**Brief:** Rewrite the lines below as a two-column CSV with the headers "text" and "point", one row per line. Put each line's text and its answer in their own quoted fields, turn line breaks into spaces, and leave out the pictures.

--------------------

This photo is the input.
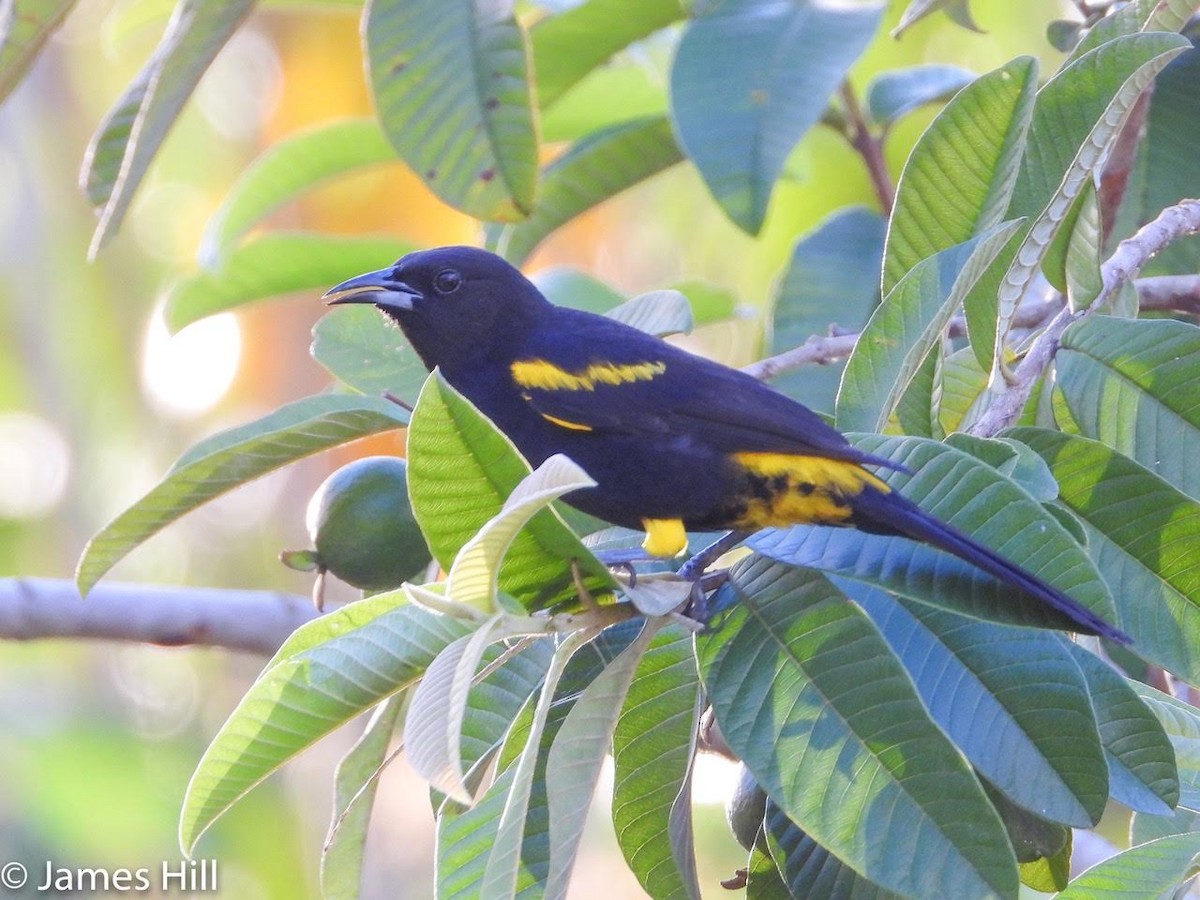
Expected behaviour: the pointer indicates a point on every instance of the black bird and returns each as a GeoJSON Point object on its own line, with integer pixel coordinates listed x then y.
{"type": "Point", "coordinates": [675, 442]}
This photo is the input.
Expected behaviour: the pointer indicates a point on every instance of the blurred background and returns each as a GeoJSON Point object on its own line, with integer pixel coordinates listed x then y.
{"type": "Point", "coordinates": [97, 741]}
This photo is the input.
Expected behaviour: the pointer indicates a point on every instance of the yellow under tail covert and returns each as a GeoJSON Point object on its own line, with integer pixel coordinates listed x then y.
{"type": "Point", "coordinates": [664, 537]}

--------------------

**The result:**
text,point
"This photo is the input. Expected behaviour: the pointer indicates a point on every instance of the black bird and returns each as a GeoJSON Point object on its own line, with integer pixel coordinates listed x then y.","{""type"": ""Point"", ""coordinates"": [675, 442]}"
"This photo is the input. Expected behaviour: the pointer indicates a point on every instance of the blurred background and returns each as a GeoJSON Point object on its own line, with integer pixel coordinates listed x then y.","{""type"": ""Point"", ""coordinates"": [97, 741]}"
"This photo is the input. Expected behaviour: the pointer indicates a point on every instance of the yellow under tail covert and returns each as a GeoJSON Point object on its own line, with integer pixel coordinates listed x then y.","{""type"": ""Point"", ""coordinates"": [664, 537]}"